— START OF Data rows —

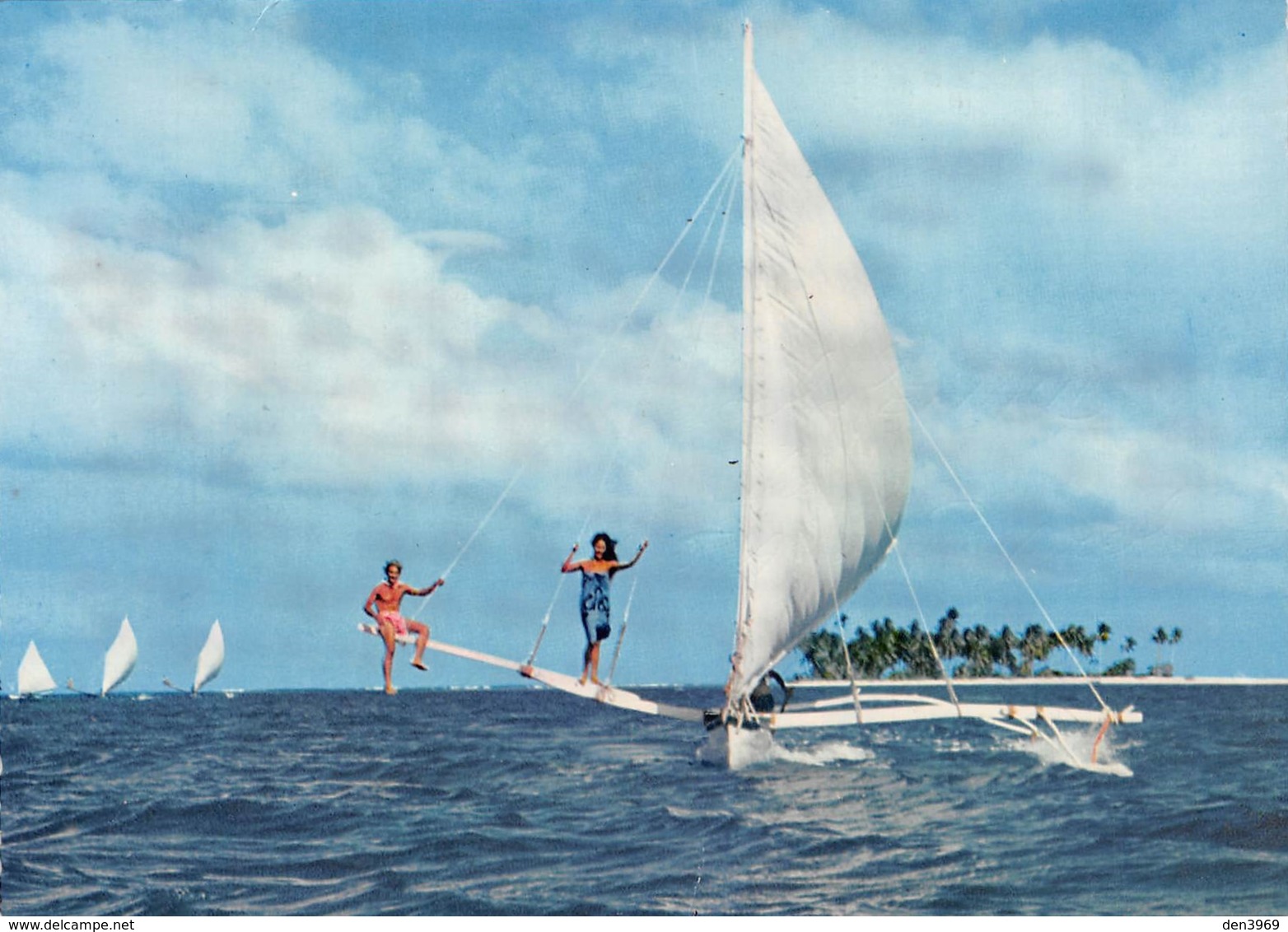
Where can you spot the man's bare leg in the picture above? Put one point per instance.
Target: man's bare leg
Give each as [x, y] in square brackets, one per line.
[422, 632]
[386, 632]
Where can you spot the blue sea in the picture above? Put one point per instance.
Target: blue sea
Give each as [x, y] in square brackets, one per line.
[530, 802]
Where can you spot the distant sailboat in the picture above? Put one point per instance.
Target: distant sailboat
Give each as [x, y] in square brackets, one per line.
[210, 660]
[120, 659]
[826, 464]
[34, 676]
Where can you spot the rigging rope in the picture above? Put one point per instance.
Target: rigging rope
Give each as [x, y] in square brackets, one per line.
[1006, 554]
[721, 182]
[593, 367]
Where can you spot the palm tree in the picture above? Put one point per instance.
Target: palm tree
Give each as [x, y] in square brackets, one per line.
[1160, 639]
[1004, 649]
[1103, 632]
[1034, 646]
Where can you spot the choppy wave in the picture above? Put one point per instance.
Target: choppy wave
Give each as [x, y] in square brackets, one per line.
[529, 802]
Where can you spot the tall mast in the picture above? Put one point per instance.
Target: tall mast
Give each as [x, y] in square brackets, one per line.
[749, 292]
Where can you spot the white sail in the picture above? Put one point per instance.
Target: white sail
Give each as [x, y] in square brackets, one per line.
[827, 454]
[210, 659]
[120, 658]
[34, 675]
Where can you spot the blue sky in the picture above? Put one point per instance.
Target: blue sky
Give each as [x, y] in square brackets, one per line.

— END OF Data rows —

Objective: Please set out the whole listing above as a Markdown table with the columns Row and Listing line, one line per row, skipping blank lines and leaving the pictures out.

Result of the task:
| Row | Listing line |
|---|---|
| 1 | Where can you spot the man's bare leg in the picture above? Put one point per instance. |
| 2 | Target: man's bare leg |
| 3 | Give each as [x, y] in square brackets, one per line. |
| 4 | [422, 632] |
| 5 | [386, 632] |
| 6 | Where can you spot the blue sea in the picture above? Put one point per instance. |
| 7 | Target: blue sea |
| 8 | Give each as [x, y] in square brackets, one per line. |
| 9 | [530, 802] |
| 10 | Where can you spot the distant sailboat in the picture above? Put one point per instance. |
| 11 | Target: distant sailboat |
| 12 | Give each as [x, y] in square brackets, one per line. |
| 13 | [210, 660] |
| 14 | [120, 659] |
| 15 | [826, 464] |
| 16 | [34, 676] |
| 17 | Where can you spot the rigging rope in the picture above? Put one point per instance. |
| 18 | Target: rigging rope |
| 19 | Give each as [x, y] in square brackets, one per line. |
| 20 | [1006, 554] |
| 21 | [721, 182] |
| 22 | [593, 367] |
| 23 | Where can you spot the palm tree in the picture above? Put one point per instance. |
| 24 | Target: palm tree |
| 25 | Give each as [x, y] in square brackets, one per line. |
| 26 | [1160, 639] |
| 27 | [1004, 649] |
| 28 | [1103, 632] |
| 29 | [1034, 646] |
| 30 | Where can you spot the choppy wave in the picture above? Put one point per instance. |
| 31 | Target: choppy wave |
| 32 | Give each as [x, y] in square brackets, one per line. |
| 33 | [529, 802] |
| 34 | Where can you spot the tall mast in the picture above? Put one point per instance. |
| 35 | Target: tall mast |
| 36 | Give each as [x, y] in square brackets, one per line. |
| 37 | [749, 292] |
| 38 | Where can you spot the white sail in the picture above? Put one point per instance. |
| 39 | Target: white sail |
| 40 | Give each as [x, y] in square brackets, one per line. |
| 41 | [827, 454] |
| 42 | [210, 659] |
| 43 | [120, 658] |
| 44 | [34, 675] |
| 45 | Where can you spot the blue sky in the picture above? Put one point per instance. |
| 46 | Target: blue sky |
| 47 | Give each as [x, y] in square brackets, one per line. |